Output every entry exactly as written.

== Exercise data

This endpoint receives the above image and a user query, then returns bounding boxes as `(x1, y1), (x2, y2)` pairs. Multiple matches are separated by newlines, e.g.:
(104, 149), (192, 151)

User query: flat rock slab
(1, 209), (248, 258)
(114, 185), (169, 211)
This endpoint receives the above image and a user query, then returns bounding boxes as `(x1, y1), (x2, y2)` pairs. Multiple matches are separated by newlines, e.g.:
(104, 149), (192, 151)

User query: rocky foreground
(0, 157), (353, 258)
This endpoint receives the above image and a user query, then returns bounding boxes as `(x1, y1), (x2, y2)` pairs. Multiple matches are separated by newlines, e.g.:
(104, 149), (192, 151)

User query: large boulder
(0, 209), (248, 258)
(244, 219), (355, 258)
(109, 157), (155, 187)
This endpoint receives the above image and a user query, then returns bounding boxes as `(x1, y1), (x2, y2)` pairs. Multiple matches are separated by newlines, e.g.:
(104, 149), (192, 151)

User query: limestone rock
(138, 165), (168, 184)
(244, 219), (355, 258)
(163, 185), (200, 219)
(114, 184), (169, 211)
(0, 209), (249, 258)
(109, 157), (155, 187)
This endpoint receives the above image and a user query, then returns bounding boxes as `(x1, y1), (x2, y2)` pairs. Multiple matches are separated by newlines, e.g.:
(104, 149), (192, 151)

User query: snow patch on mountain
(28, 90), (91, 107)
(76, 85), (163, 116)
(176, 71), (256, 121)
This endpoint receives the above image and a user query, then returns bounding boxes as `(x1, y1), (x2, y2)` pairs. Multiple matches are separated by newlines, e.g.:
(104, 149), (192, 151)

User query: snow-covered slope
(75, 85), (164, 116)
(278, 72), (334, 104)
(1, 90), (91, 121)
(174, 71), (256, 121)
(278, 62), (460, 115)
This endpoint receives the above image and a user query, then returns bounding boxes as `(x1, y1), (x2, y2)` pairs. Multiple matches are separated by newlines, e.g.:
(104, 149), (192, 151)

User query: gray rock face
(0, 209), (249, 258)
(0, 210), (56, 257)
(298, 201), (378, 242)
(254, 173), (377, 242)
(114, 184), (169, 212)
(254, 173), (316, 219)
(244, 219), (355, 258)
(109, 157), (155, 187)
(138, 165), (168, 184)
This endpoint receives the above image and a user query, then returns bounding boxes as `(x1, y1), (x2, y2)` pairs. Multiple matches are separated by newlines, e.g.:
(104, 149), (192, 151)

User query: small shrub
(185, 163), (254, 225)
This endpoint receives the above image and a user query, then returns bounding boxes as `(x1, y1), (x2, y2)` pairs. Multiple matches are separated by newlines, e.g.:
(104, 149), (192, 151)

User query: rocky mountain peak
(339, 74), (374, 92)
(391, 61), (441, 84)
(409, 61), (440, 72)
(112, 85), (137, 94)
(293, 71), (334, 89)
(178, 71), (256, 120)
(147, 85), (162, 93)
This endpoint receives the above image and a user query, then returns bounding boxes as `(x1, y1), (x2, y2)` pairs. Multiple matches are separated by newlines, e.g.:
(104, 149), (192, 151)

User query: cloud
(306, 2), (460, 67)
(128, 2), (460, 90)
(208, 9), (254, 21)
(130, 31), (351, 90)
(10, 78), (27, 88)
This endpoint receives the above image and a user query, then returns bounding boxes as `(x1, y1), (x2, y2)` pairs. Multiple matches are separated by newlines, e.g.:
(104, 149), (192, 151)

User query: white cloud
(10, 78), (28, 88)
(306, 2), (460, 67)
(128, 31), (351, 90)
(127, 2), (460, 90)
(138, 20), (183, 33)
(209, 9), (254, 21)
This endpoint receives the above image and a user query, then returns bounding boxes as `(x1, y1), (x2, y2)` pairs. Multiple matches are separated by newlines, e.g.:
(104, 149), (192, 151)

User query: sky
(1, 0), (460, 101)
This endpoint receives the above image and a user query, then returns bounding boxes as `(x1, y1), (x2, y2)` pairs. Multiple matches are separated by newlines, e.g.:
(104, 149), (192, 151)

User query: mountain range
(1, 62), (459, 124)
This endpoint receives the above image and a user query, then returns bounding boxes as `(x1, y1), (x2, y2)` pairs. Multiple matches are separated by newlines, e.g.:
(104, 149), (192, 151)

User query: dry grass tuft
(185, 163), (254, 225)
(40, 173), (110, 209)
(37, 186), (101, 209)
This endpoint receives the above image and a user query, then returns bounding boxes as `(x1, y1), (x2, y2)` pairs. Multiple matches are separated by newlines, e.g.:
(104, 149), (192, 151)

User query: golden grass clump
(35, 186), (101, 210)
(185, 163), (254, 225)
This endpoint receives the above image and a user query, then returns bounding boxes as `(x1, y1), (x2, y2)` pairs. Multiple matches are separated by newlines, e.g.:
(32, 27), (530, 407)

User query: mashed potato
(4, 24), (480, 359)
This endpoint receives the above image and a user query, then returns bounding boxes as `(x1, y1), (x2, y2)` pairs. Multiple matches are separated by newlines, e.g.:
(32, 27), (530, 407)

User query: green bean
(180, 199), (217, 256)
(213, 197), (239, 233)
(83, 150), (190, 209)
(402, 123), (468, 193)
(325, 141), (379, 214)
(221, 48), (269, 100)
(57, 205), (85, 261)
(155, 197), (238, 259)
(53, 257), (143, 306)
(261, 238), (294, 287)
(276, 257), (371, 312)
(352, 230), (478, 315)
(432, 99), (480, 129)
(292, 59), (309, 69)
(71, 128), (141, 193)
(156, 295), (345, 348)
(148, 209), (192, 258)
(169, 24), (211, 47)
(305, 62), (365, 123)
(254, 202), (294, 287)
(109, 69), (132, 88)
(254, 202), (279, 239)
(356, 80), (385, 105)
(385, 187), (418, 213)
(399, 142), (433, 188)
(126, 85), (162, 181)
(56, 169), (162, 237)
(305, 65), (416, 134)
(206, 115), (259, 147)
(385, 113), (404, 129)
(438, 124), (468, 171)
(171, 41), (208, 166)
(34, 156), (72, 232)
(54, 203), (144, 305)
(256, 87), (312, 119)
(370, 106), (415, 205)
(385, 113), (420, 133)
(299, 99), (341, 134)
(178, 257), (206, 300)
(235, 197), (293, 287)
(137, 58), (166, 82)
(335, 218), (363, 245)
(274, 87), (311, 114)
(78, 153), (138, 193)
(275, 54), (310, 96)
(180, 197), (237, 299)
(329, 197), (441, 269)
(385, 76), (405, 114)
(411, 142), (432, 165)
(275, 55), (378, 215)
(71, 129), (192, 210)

====

- [Answer area]:
This endpoint receives the above image and a user query, then returns bounding boxes as `(x1, y1), (x2, y2)` pairs. Multiple matches are separated by newlines, e.g.:
(104, 149), (192, 151)

User query: flat rock slab
(1, 209), (248, 258)
(114, 185), (169, 211)
This endpoint receives the above image and a user query, then returns bounding boxes as `(x1, y1), (x2, y2)` pairs. Multiple matches are separated by newlines, e.g.:
(104, 149), (192, 151)

User query: rocky foreground
(0, 157), (353, 258)
This endpoint receives the above image and a user query, then returns bounding boxes as `(x1, y1), (x2, y2)` pairs. Multiple matches are separated by newlines, e.g.:
(104, 149), (192, 151)

User query: large boulder
(0, 209), (248, 258)
(244, 219), (355, 258)
(109, 157), (155, 187)
This endpoint receives the above image and a user query, then returns bounding boxes as `(x1, y1), (x2, y2)` pairs. Multiple matches are separated by newlines, e.g.:
(104, 149), (192, 151)

User query: limestone rock
(138, 165), (168, 184)
(244, 219), (355, 258)
(163, 185), (200, 219)
(114, 184), (169, 211)
(0, 209), (249, 258)
(109, 157), (155, 187)
This endpoint receives the above image and a user query, then returns bounding boxes as `(x1, y1), (x2, y2)` pairs. Multiple matches are separated by newlines, e.g.:
(104, 149), (192, 151)

User query: snow patch on mountain
(28, 90), (91, 107)
(76, 85), (163, 116)
(176, 71), (256, 121)
This endpoint receives the above image and a user query, then returns bounding boxes as `(x1, y1), (x2, y2)` pairs. Multiple matches are separated by newlines, e.g.:
(104, 149), (192, 151)

User query: snow-covered slope
(75, 85), (164, 116)
(278, 72), (334, 104)
(1, 90), (91, 121)
(174, 71), (256, 121)
(278, 62), (460, 115)
This endpoint receives the above image and a user query, then returns bounding boxes as `(x1, y1), (x2, y2)` pairs. Multiple matches are separated by newlines, e.g.:
(104, 149), (192, 151)

User query: gray rock face
(0, 209), (249, 258)
(0, 210), (56, 257)
(298, 201), (378, 242)
(254, 173), (377, 242)
(114, 184), (169, 212)
(254, 173), (316, 219)
(244, 219), (355, 258)
(109, 157), (155, 187)
(138, 165), (168, 184)
This endpoint receives the above image and a user query, then returns bounding boxes as `(x1, y1), (x2, y2)` pairs. Multiple matches are separated by newlines, e.g.:
(104, 149), (192, 151)

User query: small shrub
(185, 163), (254, 225)
This endpoint receives the above image and a user query, then returns bounding boxes as `(x1, y1), (x2, y2)` pairs. Multiple matches are separated by newlines, e.g.:
(104, 149), (192, 151)

User query: rocky mountain peak
(339, 74), (374, 92)
(391, 61), (441, 84)
(409, 61), (440, 72)
(112, 85), (137, 94)
(293, 71), (334, 89)
(178, 71), (256, 120)
(147, 85), (162, 93)
This endpoint receives the above image and a user query, then returns bounding boxes as `(x1, y1), (x2, y2)` pairs. Multiple matches are separated by newlines, e.g.:
(104, 149), (192, 151)

User query: cloud
(306, 2), (460, 67)
(128, 2), (460, 90)
(208, 9), (254, 21)
(130, 31), (351, 90)
(10, 78), (27, 88)
This endpoint receives the above image and a user query, then returns bounding boxes as `(x1, y1), (x2, y2)` pairs. Multiple matches are separated by newlines, e.g.:
(104, 149), (192, 151)

User query: white cloud
(10, 78), (28, 88)
(306, 2), (460, 67)
(128, 31), (351, 90)
(127, 2), (460, 90)
(138, 20), (183, 33)
(209, 9), (254, 21)
This endpoint receives the above image and a user query, then returns bounding boxes as `(x1, y1), (x2, y2)` pairs. Multiple matches are separated by newlines, e.g.:
(104, 149), (192, 151)

User query: sky
(1, 0), (460, 101)
This endpoint receives the above image and a user query, then returns bounding boxes as `(x1, y1), (x2, y2)` pairs. Multiple matches are separated by newlines, e.g.:
(104, 149), (192, 151)

User query: mountain range
(1, 62), (459, 124)
This endpoint receives the above image and a user query, then returns bounding boxes as `(x1, y1), (x2, y2)` pairs. Multiple matches are separated by newlines, e.g.:
(104, 149), (192, 151)

User query: dry grass tuft
(185, 163), (254, 225)
(40, 173), (110, 209)
(37, 186), (101, 209)
This endpoint receives the above image and a user query, then returns bounding boxes as `(x1, y1), (x2, y2)` pairs. Multiple matches are separated by newlines, e.g.:
(104, 149), (192, 151)

User query: golden grass clump
(35, 186), (101, 210)
(185, 163), (254, 225)
This endpoint receives the above image and a user query, then returns bounding boxes as `(x1, y1), (x2, y2)` pairs. Multiple matches are separated by newlines, e.g.:
(32, 27), (530, 407)

User query: mashed potato
(4, 24), (480, 359)
This endpoint receives the above image and a user query, then returns bounding boxes as `(x1, y1), (x2, y2)` pairs. Multiple matches are separated by newlines, e.g.:
(32, 27), (530, 407)

User query: green bean
(180, 199), (217, 256)
(213, 197), (239, 233)
(83, 150), (190, 209)
(402, 123), (468, 193)
(325, 141), (379, 214)
(221, 48), (269, 100)
(57, 205), (85, 261)
(155, 197), (238, 259)
(53, 257), (143, 306)
(261, 238), (294, 287)
(276, 257), (371, 312)
(352, 230), (478, 315)
(432, 99), (480, 129)
(292, 59), (309, 69)
(71, 128), (141, 193)
(156, 295), (345, 348)
(148, 209), (192, 258)
(169, 24), (211, 47)
(305, 62), (365, 123)
(254, 202), (294, 287)
(109, 69), (132, 88)
(254, 202), (279, 239)
(356, 80), (385, 105)
(385, 187), (418, 213)
(399, 142), (433, 188)
(126, 85), (162, 181)
(56, 169), (162, 237)
(305, 65), (416, 134)
(206, 115), (259, 147)
(385, 113), (404, 129)
(438, 124), (468, 171)
(171, 41), (208, 166)
(34, 156), (72, 232)
(54, 203), (144, 305)
(256, 87), (312, 119)
(370, 106), (415, 205)
(385, 113), (420, 133)
(299, 99), (341, 134)
(178, 257), (206, 300)
(235, 197), (293, 287)
(137, 58), (166, 82)
(335, 218), (363, 245)
(274, 87), (311, 114)
(78, 153), (138, 193)
(275, 54), (310, 96)
(180, 197), (237, 299)
(329, 197), (441, 269)
(385, 76), (405, 114)
(411, 142), (432, 165)
(275, 55), (378, 215)
(71, 129), (192, 210)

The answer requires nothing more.